## [TASK DIRECTIONS]
Return a copy of every line in the data below that contains "front".

(Items from a dataset)

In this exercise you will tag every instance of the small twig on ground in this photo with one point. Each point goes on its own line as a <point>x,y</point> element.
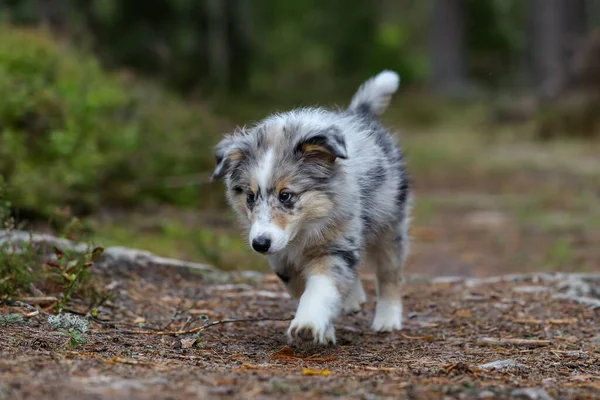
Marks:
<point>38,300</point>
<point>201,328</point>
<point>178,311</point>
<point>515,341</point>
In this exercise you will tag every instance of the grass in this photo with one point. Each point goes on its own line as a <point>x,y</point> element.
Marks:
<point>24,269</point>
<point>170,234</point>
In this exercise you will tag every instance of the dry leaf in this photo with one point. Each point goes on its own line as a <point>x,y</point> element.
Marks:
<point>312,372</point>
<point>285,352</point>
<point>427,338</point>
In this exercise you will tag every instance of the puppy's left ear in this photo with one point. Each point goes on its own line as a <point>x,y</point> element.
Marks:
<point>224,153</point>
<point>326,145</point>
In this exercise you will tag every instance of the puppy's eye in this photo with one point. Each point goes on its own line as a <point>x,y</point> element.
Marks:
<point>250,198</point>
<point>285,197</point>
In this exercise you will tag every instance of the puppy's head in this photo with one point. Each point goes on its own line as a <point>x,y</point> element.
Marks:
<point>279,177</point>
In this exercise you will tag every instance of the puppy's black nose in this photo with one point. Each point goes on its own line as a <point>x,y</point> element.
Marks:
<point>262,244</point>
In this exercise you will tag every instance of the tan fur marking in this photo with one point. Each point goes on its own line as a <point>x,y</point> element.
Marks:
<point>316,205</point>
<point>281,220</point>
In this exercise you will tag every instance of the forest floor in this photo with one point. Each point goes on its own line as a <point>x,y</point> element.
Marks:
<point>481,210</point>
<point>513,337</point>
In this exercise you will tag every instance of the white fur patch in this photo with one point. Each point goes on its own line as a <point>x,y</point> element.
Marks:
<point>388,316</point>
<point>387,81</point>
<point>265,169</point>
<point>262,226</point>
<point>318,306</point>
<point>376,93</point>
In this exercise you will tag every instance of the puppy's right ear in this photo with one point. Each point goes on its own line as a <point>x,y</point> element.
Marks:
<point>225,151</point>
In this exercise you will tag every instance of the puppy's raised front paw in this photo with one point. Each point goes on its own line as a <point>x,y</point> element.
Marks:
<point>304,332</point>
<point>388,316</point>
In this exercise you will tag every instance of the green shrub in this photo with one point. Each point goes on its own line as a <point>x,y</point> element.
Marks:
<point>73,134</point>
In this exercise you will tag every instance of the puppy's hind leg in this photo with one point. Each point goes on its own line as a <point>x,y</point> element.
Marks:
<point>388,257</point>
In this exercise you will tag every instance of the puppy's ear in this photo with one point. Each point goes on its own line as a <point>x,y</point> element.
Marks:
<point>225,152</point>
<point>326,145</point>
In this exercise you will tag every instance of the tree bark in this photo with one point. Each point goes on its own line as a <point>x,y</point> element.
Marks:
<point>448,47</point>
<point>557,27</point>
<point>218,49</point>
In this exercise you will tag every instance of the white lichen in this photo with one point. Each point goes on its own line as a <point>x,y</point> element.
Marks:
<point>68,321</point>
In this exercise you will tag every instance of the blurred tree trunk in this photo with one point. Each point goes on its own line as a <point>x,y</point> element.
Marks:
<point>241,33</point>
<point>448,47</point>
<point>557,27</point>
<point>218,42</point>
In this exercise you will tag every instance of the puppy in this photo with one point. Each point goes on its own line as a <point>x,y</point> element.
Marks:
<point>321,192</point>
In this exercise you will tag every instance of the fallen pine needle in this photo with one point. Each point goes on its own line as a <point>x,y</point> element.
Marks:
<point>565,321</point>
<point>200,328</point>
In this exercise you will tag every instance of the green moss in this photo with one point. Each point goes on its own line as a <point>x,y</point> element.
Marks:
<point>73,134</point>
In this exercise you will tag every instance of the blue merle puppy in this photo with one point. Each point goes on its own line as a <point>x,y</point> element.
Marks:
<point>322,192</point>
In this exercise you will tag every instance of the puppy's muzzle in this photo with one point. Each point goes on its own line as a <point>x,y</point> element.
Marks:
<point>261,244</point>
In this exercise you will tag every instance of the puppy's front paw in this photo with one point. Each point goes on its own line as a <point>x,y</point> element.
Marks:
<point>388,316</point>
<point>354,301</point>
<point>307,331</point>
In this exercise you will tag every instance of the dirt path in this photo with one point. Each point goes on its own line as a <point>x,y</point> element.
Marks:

## [RESULT OF THIS EXERCISE]
In this exercise you will tag every instance of the puppy's raised front paw in this photo with one point. Each point goes on its own line as a <point>x,y</point> element.
In this exercise you will tag every instance of the puppy's front paw in this photo with one point. Each point goes on its own line as a <point>x,y</point> element.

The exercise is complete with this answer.